+++ DATA LISTING

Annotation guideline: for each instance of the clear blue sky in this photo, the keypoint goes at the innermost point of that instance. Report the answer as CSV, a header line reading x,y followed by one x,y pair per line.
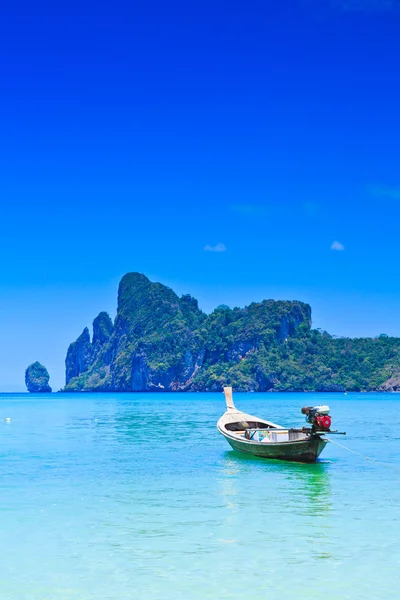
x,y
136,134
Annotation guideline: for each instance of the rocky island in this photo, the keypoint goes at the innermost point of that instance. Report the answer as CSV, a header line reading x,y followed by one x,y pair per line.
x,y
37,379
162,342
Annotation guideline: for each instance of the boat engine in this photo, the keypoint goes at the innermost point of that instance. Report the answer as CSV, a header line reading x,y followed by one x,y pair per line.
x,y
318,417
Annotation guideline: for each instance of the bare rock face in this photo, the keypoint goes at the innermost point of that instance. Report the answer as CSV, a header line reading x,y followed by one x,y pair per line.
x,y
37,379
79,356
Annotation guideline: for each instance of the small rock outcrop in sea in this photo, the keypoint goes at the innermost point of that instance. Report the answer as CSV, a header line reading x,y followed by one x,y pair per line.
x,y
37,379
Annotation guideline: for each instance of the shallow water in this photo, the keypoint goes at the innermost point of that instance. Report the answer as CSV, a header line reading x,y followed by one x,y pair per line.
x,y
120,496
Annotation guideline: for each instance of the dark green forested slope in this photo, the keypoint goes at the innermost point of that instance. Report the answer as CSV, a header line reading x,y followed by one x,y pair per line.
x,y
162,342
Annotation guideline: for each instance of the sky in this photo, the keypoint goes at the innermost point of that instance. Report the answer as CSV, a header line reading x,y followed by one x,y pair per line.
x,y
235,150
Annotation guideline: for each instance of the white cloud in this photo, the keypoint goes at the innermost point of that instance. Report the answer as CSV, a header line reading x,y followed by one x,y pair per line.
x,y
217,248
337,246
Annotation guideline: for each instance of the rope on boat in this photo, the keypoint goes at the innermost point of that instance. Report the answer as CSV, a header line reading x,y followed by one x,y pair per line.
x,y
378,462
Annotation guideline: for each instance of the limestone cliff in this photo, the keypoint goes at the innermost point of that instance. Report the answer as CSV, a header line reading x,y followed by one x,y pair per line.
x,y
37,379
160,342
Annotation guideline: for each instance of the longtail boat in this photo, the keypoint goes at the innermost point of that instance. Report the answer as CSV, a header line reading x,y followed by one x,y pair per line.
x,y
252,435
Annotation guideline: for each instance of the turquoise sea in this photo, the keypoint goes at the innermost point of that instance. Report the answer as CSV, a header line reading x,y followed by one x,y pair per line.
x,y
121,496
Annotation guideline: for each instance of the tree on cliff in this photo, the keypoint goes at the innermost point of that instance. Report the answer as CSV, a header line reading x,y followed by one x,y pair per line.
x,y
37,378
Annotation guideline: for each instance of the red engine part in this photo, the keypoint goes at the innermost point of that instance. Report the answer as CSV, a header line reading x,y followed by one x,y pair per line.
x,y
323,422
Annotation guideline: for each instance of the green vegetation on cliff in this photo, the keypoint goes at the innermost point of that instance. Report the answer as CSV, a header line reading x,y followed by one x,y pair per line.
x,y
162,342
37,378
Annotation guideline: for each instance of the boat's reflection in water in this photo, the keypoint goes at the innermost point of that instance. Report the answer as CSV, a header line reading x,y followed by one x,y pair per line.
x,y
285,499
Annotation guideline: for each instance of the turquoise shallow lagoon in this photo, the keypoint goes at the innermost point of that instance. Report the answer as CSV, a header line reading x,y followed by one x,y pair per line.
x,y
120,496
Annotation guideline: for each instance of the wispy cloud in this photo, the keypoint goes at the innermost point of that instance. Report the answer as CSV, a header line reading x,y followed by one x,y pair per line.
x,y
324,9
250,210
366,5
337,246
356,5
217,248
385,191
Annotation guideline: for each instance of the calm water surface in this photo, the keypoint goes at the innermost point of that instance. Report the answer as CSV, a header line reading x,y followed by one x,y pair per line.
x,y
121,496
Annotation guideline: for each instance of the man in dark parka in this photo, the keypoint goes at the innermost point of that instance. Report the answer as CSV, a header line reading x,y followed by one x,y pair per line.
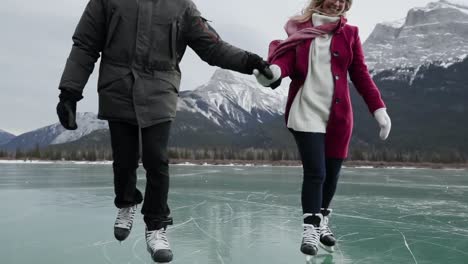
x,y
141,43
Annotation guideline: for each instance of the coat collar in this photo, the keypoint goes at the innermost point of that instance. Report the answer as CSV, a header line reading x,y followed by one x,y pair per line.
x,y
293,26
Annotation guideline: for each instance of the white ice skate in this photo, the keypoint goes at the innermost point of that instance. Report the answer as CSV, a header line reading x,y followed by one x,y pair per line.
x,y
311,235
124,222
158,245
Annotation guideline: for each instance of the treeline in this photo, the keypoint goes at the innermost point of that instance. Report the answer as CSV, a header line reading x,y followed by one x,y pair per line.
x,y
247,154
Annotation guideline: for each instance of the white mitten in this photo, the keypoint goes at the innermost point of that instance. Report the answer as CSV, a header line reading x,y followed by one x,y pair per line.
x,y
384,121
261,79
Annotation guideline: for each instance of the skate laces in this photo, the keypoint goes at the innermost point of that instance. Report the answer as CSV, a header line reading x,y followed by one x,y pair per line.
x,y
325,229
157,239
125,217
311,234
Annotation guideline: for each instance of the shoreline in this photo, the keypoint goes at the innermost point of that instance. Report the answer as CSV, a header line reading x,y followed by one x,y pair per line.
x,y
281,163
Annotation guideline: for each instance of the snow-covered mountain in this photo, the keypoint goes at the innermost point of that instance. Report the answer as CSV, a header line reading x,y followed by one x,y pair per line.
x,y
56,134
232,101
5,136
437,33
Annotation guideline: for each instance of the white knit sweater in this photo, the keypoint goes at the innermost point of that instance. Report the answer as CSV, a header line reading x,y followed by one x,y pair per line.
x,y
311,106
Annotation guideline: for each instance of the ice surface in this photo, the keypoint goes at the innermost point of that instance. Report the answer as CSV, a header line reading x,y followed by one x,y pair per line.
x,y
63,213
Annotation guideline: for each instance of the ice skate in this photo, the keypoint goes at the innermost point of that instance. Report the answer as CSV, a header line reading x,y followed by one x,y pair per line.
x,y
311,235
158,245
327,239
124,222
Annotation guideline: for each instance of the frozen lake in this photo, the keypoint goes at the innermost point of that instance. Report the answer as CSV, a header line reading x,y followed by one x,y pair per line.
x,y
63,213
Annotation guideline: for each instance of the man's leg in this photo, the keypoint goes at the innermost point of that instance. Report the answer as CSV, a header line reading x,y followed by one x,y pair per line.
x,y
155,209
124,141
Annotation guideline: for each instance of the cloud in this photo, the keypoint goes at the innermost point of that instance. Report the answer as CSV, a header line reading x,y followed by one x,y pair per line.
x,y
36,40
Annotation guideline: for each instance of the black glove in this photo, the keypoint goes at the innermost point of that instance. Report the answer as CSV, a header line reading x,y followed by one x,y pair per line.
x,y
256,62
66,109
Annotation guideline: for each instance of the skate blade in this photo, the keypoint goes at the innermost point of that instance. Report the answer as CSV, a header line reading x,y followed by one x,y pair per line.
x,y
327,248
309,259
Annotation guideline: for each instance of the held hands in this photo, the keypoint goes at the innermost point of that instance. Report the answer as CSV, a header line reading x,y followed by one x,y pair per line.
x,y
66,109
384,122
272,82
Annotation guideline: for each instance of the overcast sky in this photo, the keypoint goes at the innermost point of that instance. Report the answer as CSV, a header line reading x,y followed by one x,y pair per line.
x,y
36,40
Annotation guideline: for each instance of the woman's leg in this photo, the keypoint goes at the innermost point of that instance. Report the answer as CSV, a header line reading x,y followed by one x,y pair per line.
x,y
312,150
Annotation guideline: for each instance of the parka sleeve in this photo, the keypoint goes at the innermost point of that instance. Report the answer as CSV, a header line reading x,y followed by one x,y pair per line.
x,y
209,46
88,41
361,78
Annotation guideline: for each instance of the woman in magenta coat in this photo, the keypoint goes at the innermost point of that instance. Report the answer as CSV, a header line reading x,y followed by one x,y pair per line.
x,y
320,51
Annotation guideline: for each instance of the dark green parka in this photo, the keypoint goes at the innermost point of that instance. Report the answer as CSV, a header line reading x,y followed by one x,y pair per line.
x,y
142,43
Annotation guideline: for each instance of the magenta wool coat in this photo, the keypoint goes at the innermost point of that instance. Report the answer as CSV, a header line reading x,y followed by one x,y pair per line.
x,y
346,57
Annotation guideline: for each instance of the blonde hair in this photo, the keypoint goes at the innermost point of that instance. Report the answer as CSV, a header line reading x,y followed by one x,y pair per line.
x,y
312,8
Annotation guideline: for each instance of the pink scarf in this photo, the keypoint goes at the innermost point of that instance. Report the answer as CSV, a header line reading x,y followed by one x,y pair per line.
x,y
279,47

++++++

**PROMPT**: Give again, word for word, every line from the one holding "Annotation guideline: for each instance of the woman's" to the end of the data.

**ANSWER FOR THE TASK**:
Annotation guideline: for each instance of the woman's leg in this photo, the keypoint goes at the innermost point of that instance. Report the answer as CSV, a header line reading x,y followed by one x,y pair per line.
x,y
312,150
Annotation guideline: for each instance of the parka sleeve in this photo, the keypoint goes at the innermost point of that instance. Report the answer as CSV, a header line reading x,y followed by one x,y pair per line.
x,y
209,46
88,41
361,78
Annotation guideline: for each instance of the woman in magenta coat in this photo, the keypoint goes at the innermost point of that instance. Report the answer as CSV, a header line reading x,y followed by one x,y pair per line.
x,y
320,51
Annotation guideline: for each instance of the dark green parka in this photo, the keypoint goes at the innermost point of that instance. Report the answer as CSV, a header line reading x,y followed by one x,y pair per line.
x,y
142,43
Annotation guideline: for each instance of the magenta wool coat in this photo, the keypoint goes at the innermost point of that instance. Report the answer as CSV, a header line reading x,y followed by one x,y pair per line.
x,y
346,57
Annotation guideline: for each instance of the blonde hair in this photo, the keypoint goes at the innermost point of that instance. Report the answer as CSV, a header line reading x,y followed by one x,y pair per line.
x,y
312,8
Annotation guideline: for each instance of the pink scarf in this photo, the keypoint goes at the innermost point of that instance. Report the answer as CSV, a header line reading x,y followed by one x,y pair per line.
x,y
279,47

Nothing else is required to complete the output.